• **SHORT PROBLEM**
Write out all the data again, exactly as it stands.

• **PROVIDED INFORMATION**
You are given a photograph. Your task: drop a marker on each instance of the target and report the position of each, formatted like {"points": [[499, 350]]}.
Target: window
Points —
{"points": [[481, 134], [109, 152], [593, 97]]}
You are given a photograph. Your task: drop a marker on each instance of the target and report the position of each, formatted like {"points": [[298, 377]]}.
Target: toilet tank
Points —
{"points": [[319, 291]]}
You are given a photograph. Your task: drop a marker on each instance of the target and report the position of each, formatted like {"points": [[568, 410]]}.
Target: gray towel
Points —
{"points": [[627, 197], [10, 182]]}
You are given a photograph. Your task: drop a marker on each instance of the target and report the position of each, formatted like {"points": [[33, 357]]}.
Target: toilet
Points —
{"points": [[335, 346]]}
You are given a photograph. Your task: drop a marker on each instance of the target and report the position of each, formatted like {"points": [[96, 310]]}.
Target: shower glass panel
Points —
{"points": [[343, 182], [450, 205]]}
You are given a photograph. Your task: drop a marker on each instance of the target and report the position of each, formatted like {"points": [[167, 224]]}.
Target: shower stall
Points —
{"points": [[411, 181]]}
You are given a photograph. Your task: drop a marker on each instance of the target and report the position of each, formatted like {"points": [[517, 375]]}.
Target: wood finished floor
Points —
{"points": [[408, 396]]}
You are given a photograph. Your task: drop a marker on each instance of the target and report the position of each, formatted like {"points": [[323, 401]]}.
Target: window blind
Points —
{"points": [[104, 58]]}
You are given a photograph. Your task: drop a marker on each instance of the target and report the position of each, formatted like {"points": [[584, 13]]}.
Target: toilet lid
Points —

• **FINISHED TASK**
You are given a photograph. Your task: drop a marker on each instance of the target and report the position of each, formatted like {"points": [[499, 350]]}.
Target: window
Points —
{"points": [[481, 134], [109, 152], [593, 97]]}
You are given a photograph. Your task: drop a marker on each instance of the target and report the position of each, formatted like {"points": [[298, 377]]}.
Target: toilet tank
Points —
{"points": [[319, 291]]}
You are given a photograph. Your task: drop a marker on each instance of the target and report the position of each, formatted like {"points": [[568, 410]]}.
Target: gray towel
Points —
{"points": [[627, 197], [10, 182]]}
You are given a photograph. Your task: drop a marker on each instance of the target and report the position of each, formatted like {"points": [[33, 357]]}.
Target: toilet
Points —
{"points": [[335, 346]]}
You are given a photograph. Your task: drop a marker on each instance of the target and report the position of each, formatted like {"points": [[96, 310]]}.
Target: shower glass panel
Points —
{"points": [[343, 182], [450, 205]]}
You are given a photograph. Your task: drop a marker on each instance of the target and report the position of each, formatted like {"points": [[167, 224]]}.
Target: shower stall
Points —
{"points": [[411, 181]]}
You are given a photograph. Your task: drop a marker on each instance of the target and report the position of each, formatted like {"points": [[517, 375]]}.
Target: wood finished floor
Points —
{"points": [[408, 396]]}
You are given a photograph. Your task: drop a marker on each instance of the target and report the position of each, formatted like {"points": [[323, 401]]}.
Target: window blind
Points —
{"points": [[104, 58]]}
You are given a photograph. Your task: drop a marker on each instance of the target and report the position of each, formatted like {"points": [[584, 13]]}.
Target: toilet lid
Points —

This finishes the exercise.